• **Aim of the task**: The reply should reproduce every line of the data below word for word, minus any images.

Segment Start: Source material

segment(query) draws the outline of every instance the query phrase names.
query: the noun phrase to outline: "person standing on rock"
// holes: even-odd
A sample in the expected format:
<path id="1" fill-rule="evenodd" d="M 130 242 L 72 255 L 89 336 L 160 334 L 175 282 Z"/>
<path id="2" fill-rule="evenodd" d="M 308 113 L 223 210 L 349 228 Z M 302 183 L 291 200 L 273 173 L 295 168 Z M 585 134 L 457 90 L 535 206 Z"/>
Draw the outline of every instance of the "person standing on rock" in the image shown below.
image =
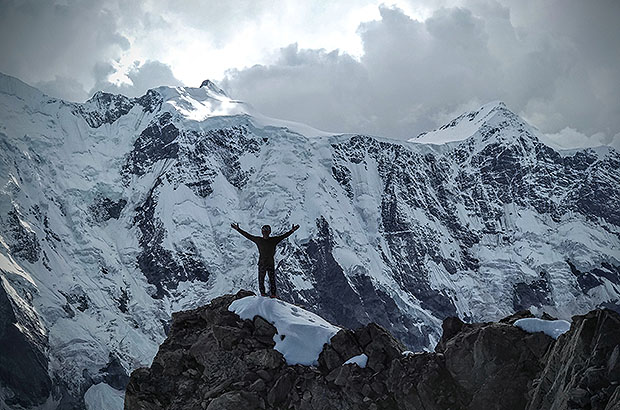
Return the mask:
<path id="1" fill-rule="evenodd" d="M 299 229 L 299 225 L 293 225 L 290 231 L 282 235 L 269 236 L 271 234 L 271 226 L 263 225 L 261 233 L 263 236 L 254 236 L 243 229 L 239 228 L 238 223 L 232 223 L 230 226 L 245 236 L 258 247 L 258 289 L 261 296 L 267 296 L 265 292 L 265 274 L 269 275 L 269 293 L 272 298 L 276 296 L 276 268 L 273 257 L 276 254 L 276 246 L 280 241 L 288 238 L 293 232 Z"/>

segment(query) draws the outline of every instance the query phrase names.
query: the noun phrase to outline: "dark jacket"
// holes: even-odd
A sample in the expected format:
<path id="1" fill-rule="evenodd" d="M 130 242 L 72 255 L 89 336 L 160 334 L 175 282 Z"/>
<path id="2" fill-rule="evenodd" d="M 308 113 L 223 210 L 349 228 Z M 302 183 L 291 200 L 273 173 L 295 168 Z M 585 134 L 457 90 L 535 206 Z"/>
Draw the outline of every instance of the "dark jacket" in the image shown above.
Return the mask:
<path id="1" fill-rule="evenodd" d="M 238 231 L 241 235 L 254 242 L 258 247 L 258 265 L 270 267 L 273 267 L 275 264 L 273 257 L 276 254 L 276 246 L 278 245 L 278 243 L 280 243 L 280 241 L 282 241 L 283 239 L 288 238 L 293 232 L 295 232 L 291 229 L 290 231 L 285 232 L 282 235 L 268 236 L 267 238 L 263 238 L 262 236 L 251 235 L 241 228 L 239 228 Z"/>

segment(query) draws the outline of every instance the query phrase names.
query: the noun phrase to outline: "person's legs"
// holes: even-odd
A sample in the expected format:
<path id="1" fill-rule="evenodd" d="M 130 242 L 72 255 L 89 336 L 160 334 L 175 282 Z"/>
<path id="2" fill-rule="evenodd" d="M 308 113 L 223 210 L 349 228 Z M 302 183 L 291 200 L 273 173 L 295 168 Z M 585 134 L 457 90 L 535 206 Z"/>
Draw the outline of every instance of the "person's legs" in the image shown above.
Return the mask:
<path id="1" fill-rule="evenodd" d="M 261 296 L 267 296 L 265 292 L 265 266 L 258 265 L 258 291 Z M 271 279 L 271 276 L 269 276 Z"/>
<path id="2" fill-rule="evenodd" d="M 270 266 L 267 268 L 267 274 L 269 275 L 269 293 L 271 297 L 276 297 L 276 270 L 275 267 Z M 263 274 L 263 278 L 264 278 Z"/>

Segment End: Source material

• **Solution below**:
segment(query) draws the outline of every instance the query phrase names.
query: the noun phrase to outline: "person standing on rock"
// holes: even-odd
A sample in the expected format:
<path id="1" fill-rule="evenodd" d="M 130 242 L 72 255 L 89 336 L 160 334 L 175 282 Z"/>
<path id="2" fill-rule="evenodd" d="M 308 113 L 223 210 L 349 228 Z M 302 183 L 291 200 L 273 173 L 295 168 Z M 585 134 L 457 90 L 535 206 Z"/>
Draw the outline of every instance of the "person standing on rock" in the image shown below.
image =
Return the mask:
<path id="1" fill-rule="evenodd" d="M 299 229 L 299 225 L 293 225 L 290 231 L 282 235 L 269 236 L 271 234 L 271 226 L 263 225 L 261 233 L 263 236 L 254 236 L 243 229 L 239 228 L 238 223 L 232 223 L 230 226 L 245 236 L 258 247 L 258 289 L 261 296 L 267 296 L 265 292 L 265 274 L 269 275 L 269 293 L 272 298 L 276 296 L 276 268 L 273 257 L 276 254 L 276 246 L 280 241 L 288 238 L 293 232 Z"/>

segment(query) draws the outline of every instance the query phrase names.
query: the noun phrase to outline: "dark jacket"
// holes: even-odd
A sample in the expected format:
<path id="1" fill-rule="evenodd" d="M 130 242 L 72 255 L 89 336 L 160 334 L 175 282 Z"/>
<path id="2" fill-rule="evenodd" d="M 308 113 L 223 210 L 349 228 Z M 302 183 L 291 200 L 273 173 L 295 168 Z M 585 134 L 457 90 L 535 206 Z"/>
Draw the outline of every instance of the "dark jacket" in the image shown above.
Return the mask:
<path id="1" fill-rule="evenodd" d="M 238 231 L 241 235 L 254 242 L 258 247 L 258 265 L 270 267 L 273 267 L 275 264 L 273 257 L 276 254 L 276 246 L 278 245 L 278 243 L 280 243 L 280 241 L 282 241 L 283 239 L 288 238 L 293 232 L 295 232 L 291 229 L 290 231 L 285 232 L 282 235 L 268 236 L 267 238 L 263 238 L 262 236 L 251 235 L 241 228 L 239 228 Z"/>

segment(query) draws the outline of every instance the query phrase names.
query: the noun phrase to outline: "person's legs"
// holes: even-odd
A sample in the expected format:
<path id="1" fill-rule="evenodd" d="M 130 242 L 72 255 L 89 336 L 160 334 L 175 282 Z"/>
<path id="2" fill-rule="evenodd" d="M 308 113 L 223 210 L 349 228 Z M 302 183 L 291 200 L 273 173 L 295 168 Z M 585 134 L 457 90 L 535 206 Z"/>
Draw the outline of every instance of the "person's legs" in the image shown above.
Return the mask:
<path id="1" fill-rule="evenodd" d="M 261 296 L 267 296 L 265 292 L 265 266 L 258 265 L 258 291 Z M 271 279 L 271 276 L 269 276 Z"/>
<path id="2" fill-rule="evenodd" d="M 270 266 L 267 268 L 267 274 L 269 275 L 269 293 L 271 297 L 276 297 L 276 270 L 275 267 Z M 263 274 L 263 278 L 264 278 Z"/>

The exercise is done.